# START OF Text excerpt
Time is such a strange concept for me these days. The months go by like
weeks and the years seemingly like months. Even things that happened to
me not too long ago really, such as joining my amateur orchestra in
Spring 2012, even that seems to be so distant now — even though it is
There are various ways of looking at time. Perhaps the most fundamental
way, what you might call the baseline, is cosmological time. Astronomers
today tell us that the universe is about 13.82 billion years. Looking
out at the stars through the Hubble telescope is like looking at the
past. The greater the distance, the earlier the period in the evolution
of the universe we are seeing. At the current range of the Big Eyes we
are turning out into the universe, we are seeing galaxies that existed
over 13 billion years ago, which were created close to the Big Bang
But I don't know if this cosmic ruler of time applies to the way I
perceive things these days. Granted the more distant periods in my life
are usually, like the most distant galaxies, often the most dim. And
perhaps for the most part it does rather seem to be akin to that Ultra
Deep Field view of the cosmos. But that is not totally the case. Some
memories are stronger than others it seems. Psychologists say that
memory is linked to emotion, to what we value, simply to what we have
chosen to remember over the course of the years. So I don't think that a
cosmological metaphor quite fits. And for me at least it has become
rather more like what singer Regina Spektor once wrote about — "The
stars came down upon our hats / but they're just old light / they're
just old light."
# END OF Text excerpt
# START OF Information supplied
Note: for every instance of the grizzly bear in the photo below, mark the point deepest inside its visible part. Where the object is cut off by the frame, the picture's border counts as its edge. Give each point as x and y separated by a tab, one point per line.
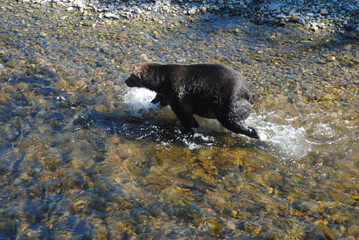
207	90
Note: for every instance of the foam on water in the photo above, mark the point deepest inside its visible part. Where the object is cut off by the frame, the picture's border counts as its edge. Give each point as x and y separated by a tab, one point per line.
286	139
139	100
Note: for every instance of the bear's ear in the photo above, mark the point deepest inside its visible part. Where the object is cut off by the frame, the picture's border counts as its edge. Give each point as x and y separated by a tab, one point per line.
144	58
136	71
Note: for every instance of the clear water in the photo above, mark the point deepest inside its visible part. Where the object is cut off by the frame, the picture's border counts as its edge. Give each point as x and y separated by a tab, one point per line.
84	157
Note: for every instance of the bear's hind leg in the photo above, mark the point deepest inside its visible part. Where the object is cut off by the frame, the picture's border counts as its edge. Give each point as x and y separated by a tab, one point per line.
233	118
186	117
161	99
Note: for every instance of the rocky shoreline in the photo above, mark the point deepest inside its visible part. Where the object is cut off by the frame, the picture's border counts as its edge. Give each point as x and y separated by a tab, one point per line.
334	16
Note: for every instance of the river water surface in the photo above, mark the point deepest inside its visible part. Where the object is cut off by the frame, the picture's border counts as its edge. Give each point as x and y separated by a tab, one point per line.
84	157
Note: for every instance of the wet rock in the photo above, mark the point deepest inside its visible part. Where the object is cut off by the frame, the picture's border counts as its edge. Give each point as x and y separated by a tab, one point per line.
324	11
192	11
137	10
300	20
111	15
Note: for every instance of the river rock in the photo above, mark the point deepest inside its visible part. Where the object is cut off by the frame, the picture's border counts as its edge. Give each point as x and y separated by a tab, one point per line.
300	20
324	12
137	10
111	15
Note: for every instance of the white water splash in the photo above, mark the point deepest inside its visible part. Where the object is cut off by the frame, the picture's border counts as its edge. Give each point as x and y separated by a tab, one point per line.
139	100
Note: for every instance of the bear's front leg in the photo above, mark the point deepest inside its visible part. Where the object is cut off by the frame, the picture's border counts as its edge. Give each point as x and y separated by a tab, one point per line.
160	98
185	116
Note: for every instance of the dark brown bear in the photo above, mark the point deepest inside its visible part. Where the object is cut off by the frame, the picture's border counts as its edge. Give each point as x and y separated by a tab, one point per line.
207	90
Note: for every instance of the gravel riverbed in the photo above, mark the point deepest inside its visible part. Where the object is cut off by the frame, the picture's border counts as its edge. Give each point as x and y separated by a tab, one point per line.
334	15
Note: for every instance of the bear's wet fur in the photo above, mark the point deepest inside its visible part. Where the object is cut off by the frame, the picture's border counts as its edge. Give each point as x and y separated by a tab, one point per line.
207	90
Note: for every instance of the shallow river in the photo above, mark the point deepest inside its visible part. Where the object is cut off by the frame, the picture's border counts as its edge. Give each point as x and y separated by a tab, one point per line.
84	157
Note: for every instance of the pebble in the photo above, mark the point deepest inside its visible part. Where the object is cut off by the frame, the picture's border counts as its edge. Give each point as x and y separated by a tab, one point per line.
137	10
111	15
300	20
341	13
324	11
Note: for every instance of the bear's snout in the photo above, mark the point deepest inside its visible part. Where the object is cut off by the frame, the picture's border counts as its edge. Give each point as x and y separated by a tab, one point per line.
133	81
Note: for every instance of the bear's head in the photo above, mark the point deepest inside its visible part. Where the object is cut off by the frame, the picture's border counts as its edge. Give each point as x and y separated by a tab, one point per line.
137	77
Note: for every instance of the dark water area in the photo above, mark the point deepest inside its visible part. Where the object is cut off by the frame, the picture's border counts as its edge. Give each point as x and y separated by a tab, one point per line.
84	157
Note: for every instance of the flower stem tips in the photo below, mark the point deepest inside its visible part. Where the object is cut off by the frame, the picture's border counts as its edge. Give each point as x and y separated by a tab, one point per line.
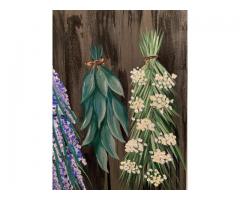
# END OF Information supplied
→ **Things to do**:
**A.** In the essay on time, what age do astronomers give for the universe?
**B.** List everything that the essay on time says psychologists link memory to.

→ **Outputs in order**:
**A.** About 13.82 billion years.

**B.**
- Emotion
- What we value
- What we have chosen to remember over the course of the years